◆ **Dataset content**
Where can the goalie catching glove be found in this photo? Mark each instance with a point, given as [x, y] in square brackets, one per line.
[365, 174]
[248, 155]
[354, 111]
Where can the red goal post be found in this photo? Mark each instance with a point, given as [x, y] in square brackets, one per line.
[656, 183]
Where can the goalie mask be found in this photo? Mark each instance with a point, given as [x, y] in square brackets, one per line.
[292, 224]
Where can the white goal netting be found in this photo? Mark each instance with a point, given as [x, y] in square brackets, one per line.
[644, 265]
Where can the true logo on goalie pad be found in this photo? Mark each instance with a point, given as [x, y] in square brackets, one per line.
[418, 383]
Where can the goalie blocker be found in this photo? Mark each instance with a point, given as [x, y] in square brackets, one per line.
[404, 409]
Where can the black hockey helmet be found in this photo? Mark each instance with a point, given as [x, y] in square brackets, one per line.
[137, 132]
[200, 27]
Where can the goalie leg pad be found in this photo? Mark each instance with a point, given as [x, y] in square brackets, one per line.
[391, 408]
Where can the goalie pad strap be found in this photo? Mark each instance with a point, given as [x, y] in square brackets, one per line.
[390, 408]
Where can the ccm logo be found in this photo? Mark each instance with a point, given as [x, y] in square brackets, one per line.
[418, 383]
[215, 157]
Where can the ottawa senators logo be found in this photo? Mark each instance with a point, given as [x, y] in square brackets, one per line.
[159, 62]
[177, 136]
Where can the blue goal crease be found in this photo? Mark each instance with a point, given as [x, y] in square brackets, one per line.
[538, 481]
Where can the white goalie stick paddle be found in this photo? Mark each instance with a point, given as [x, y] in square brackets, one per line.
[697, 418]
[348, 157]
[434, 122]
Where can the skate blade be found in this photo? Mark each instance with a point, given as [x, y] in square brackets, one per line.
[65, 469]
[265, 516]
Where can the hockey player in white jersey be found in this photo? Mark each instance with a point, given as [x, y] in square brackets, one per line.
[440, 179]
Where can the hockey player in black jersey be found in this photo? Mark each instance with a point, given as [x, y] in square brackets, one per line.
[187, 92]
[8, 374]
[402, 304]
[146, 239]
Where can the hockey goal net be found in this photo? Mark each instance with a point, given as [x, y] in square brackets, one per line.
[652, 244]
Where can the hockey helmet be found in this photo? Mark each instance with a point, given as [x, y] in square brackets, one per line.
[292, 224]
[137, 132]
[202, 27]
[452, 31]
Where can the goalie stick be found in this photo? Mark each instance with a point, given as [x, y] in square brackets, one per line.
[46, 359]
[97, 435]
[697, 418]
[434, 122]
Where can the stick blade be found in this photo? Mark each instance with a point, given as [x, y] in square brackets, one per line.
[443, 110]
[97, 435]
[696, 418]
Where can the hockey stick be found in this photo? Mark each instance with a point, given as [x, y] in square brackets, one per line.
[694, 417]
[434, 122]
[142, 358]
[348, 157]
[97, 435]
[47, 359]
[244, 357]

--

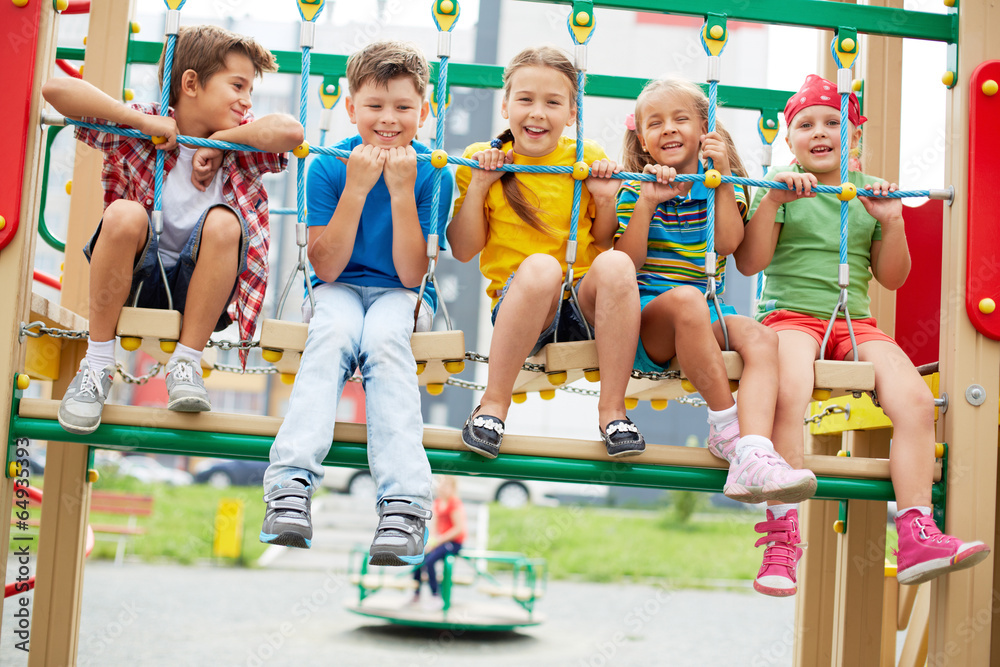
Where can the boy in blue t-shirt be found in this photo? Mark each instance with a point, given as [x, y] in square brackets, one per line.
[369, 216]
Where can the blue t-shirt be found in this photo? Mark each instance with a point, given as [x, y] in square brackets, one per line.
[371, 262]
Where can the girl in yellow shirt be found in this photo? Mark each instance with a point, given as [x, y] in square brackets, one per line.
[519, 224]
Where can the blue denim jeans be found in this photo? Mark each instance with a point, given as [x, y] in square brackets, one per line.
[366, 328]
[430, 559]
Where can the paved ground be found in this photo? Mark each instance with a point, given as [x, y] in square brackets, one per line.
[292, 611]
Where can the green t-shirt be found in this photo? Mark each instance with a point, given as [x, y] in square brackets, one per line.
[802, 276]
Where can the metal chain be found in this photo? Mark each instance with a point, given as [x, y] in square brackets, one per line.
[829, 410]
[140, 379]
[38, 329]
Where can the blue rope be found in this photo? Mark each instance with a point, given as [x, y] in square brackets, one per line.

◆ **Exercise**
Using the listing above, return word for word each line from the one that has "Where can the paved" through the one that has "Where can the blue rope", and no line outside that range.

◆ **Response**
Where can the paved ground be found in this photo? Mark each instance with a point, given as [x, y] in square brackets, one per line.
[292, 611]
Where can the green t-shirt be found in this photo? Mark each instance with a point, given as [x, y] in square brackets, one per line.
[802, 276]
Where can the metal chain be found in this photo? Mark each instance with a point, given as [x, y] in square brackets, one per line.
[829, 410]
[140, 379]
[38, 329]
Where can the blue rope be found in this photo? Mark each instance with a point, given as [x, y] in square brackets, one per line.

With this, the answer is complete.